* _Provided records_
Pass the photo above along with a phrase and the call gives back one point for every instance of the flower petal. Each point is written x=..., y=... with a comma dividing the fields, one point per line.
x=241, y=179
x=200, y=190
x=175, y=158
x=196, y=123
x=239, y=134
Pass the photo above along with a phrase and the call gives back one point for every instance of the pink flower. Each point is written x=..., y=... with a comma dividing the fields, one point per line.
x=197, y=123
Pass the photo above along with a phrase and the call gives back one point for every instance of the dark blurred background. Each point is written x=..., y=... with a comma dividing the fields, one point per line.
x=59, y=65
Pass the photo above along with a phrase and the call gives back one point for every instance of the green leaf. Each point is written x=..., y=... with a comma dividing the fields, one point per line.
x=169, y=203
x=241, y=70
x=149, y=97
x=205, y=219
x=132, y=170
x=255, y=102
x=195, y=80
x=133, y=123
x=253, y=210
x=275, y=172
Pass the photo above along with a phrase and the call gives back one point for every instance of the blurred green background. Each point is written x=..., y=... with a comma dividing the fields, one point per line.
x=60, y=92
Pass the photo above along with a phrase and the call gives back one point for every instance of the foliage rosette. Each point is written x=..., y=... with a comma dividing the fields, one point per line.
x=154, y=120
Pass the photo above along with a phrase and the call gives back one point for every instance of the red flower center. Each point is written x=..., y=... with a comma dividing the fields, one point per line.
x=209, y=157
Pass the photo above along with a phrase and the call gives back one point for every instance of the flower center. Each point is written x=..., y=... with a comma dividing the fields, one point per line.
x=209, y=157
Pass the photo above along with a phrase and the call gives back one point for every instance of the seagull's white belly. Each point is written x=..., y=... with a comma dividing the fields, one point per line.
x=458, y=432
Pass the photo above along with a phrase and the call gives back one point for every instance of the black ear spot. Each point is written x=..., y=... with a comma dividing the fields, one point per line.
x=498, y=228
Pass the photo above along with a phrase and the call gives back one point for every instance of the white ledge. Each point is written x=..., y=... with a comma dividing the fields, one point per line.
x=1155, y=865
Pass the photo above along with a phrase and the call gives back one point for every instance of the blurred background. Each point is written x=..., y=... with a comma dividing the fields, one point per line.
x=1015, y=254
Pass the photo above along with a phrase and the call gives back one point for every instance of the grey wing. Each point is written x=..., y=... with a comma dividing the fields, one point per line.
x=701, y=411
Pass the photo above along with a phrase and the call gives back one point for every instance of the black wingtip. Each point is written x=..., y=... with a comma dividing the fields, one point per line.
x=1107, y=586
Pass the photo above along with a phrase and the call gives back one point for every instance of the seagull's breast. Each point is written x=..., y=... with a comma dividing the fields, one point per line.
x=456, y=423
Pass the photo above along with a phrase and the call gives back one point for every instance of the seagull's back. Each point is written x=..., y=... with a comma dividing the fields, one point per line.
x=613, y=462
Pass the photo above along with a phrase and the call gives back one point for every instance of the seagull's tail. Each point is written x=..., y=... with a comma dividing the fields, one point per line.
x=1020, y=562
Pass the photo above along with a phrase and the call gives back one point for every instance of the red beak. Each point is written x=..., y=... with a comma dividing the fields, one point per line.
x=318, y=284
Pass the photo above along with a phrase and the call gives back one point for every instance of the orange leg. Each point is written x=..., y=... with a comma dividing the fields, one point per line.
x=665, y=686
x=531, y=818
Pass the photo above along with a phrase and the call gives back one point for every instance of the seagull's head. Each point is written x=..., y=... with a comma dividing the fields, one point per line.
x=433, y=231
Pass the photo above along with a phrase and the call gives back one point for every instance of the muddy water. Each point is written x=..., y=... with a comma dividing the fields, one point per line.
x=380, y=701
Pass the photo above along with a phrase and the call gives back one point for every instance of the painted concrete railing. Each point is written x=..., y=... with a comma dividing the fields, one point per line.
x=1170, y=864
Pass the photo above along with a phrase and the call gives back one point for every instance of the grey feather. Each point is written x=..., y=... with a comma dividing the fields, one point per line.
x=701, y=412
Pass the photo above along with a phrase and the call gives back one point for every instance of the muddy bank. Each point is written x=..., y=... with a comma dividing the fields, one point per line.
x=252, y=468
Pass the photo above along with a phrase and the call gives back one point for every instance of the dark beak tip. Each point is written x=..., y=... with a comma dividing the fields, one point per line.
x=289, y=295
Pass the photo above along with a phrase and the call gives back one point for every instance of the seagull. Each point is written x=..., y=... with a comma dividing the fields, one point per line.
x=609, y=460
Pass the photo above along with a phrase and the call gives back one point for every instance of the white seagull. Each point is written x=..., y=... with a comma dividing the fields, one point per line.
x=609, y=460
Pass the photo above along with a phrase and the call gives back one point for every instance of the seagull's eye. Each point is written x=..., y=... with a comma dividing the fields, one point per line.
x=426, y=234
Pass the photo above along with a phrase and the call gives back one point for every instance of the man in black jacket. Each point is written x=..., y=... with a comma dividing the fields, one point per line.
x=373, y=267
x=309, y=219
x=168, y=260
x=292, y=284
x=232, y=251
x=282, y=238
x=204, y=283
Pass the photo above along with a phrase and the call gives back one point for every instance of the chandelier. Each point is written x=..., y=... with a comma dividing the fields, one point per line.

* _What this task involves_
Nothing in the entries should be skipped. Output them all exactly.

* _Response_
Pass the photo above along with a phrase and the call gives back one point for every instance of the flower petal. Each point is written x=..., y=... with a comma dividing the fields, one point per line.
x=241, y=179
x=200, y=190
x=175, y=158
x=196, y=123
x=239, y=134
Pass the photo above along with a phrase and the call gives back one point for every instance of the pink flower. Each point is written x=..., y=... with a comma dividing the fields, one point per line.
x=197, y=123
Pass the photo above along with a phrase and the call gives back one point for every instance of the dark blurred background. Each point is written x=..., y=... with a comma dividing the fields, one point per line.
x=59, y=65
Pass the photo above along with a phrase and the call gives back one point for every instance of the green leaf. Each point is written x=..., y=... with a comma dividing the fields, one point per line.
x=169, y=203
x=241, y=70
x=149, y=97
x=205, y=219
x=132, y=170
x=255, y=102
x=195, y=80
x=133, y=123
x=253, y=210
x=275, y=172
Pass the photo above along with a phrase and the call gives back one point for every instance of the blurred green background. Each point is written x=..., y=... with a comma dividing the fields, one point per line.
x=60, y=92
Pass the photo above along with a phrase and the call gives back one point for every instance of the foliage rosette. Each point is written x=..., y=... with a comma dividing the fields, one point per line.
x=154, y=120
Pass the photo above along with a phrase and the call gives back one point for every instance of the red flower center. Each point is written x=..., y=... with a comma dividing the fields, one point per line.
x=209, y=157
Pass the photo above along with a phrase and the call gives back one point for every instance of the flower center. Each point is written x=..., y=... with a comma dividing the fields, one point per line.
x=209, y=157
Pass the photo above along with a phrase and the call gives back one point for every instance of the seagull's white belly. Each point is written x=..., y=... with a comma dividing the fields, one point per line.
x=458, y=432
Pass the photo above along with a phrase and the call gives back one point for every instance of the black ear spot. Each point is written x=..., y=... with a comma dividing the fields, one point per line.
x=498, y=228
Pass the photo above along with a phrase and the call gives back one point for every instance of the white ledge. Each point is written x=..., y=... with a comma dividing the fields, one point per line.
x=1155, y=865
Pass the photo above along with a phrase and the call gives back one point for every instance of the blurred background. Each point is written x=..., y=... with a comma dividing the fields, one point per line.
x=1015, y=254
Pass the photo above along with a phrase and the call gives back one point for every instance of the grey wing. Each point is written x=..., y=... with a comma dividing the fields, one point per line.
x=701, y=411
Pass the photo above along with a phrase and the call gives back one point for every instance of the black wingtip. Each point is written x=..., y=... with a comma dividing the fields, one point per line.
x=1107, y=586
Pass the photo above along with a phrase and the call gives back one point for every instance of the seagull's breast. Each point is written x=..., y=... with a comma dividing the fields, one point per line.
x=456, y=423
Pass the photo above along with a phrase and the call gives back one point for every instance of the seagull's back. Each point is written x=..., y=... with a comma dividing the fields, one point per line.
x=613, y=462
Pass the photo above along with a phrase and the call gives back one point for every instance of the seagull's tail. Each point is written x=..., y=... with a comma dividing the fields, one point per line.
x=1020, y=562
Pass the photo above along with a phrase and the call gives back one point for every instance of the red beak. Each point is written x=..., y=... with a comma dividing the fields, one point per line.
x=318, y=284
Pass the photo above along with a phrase and the call gives back one point for every instance of the orange leg. Each point is written x=..., y=... with a comma dividing the fields, one point per line.
x=665, y=686
x=531, y=818
Pass the photo above along with a phrase and the call gives back one point for every instance of the seagull's head. Each point is written x=..., y=... with a comma dividing the fields, one point per line.
x=433, y=231
Pass the photo above along with a phrase and the call gives back one point for every instance of the muddy water. Each point is written x=..., y=... with a comma dividing the fields, one point per line.
x=380, y=701
Pass the photo above along with a phrase and the call gives back one point for every instance of the painted concrete railing. Each point is written x=..., y=... with a comma dividing the fields, one point per line.
x=1170, y=864
Pass the photo above along with a phrase and the call gives back one point for every instance of the grey feather. Each point is written x=..., y=... with a comma dividing the fields, one point per line.
x=701, y=412
Pass the photo above along with a phrase and the call gives back one point for every instance of the muddy bank. Each point is written x=..., y=... with a comma dividing the fields, one point per line.
x=252, y=468
Pass the photo above along with a phrase and the call gives back one point for every instance of the dark beak tip. Each point is written x=..., y=... with a comma dividing the fields, one point per line.
x=289, y=295
Pass the photo above along with a phrase and the call gives back one point for every instance of the seagull. Each point is written x=..., y=... with a comma dividing the fields, one point per line.
x=609, y=460
Pass the photo above along with a phrase and the call gives back one point for every instance of the white seagull. Each point is written x=..., y=... with a comma dividing the fields, one point per line.
x=609, y=460
Pass the photo above along with a phrase and the call gives back one point for every instance of the seagull's eye. Each point is written x=..., y=... with a comma dividing the fields, one point per line.
x=426, y=234
Pass the photo above along with a phrase and the call gives back one point for every instance of the man in black jacket. Each point is written x=..., y=... with a comma dividing the fields, one point per line.
x=373, y=267
x=309, y=219
x=168, y=260
x=292, y=284
x=232, y=251
x=282, y=238
x=204, y=283
Pass the photo above along with a phrase and the call gives back one point for every instance of the chandelier. Each point is written x=..., y=... with a comma dividing the fields, one point per line.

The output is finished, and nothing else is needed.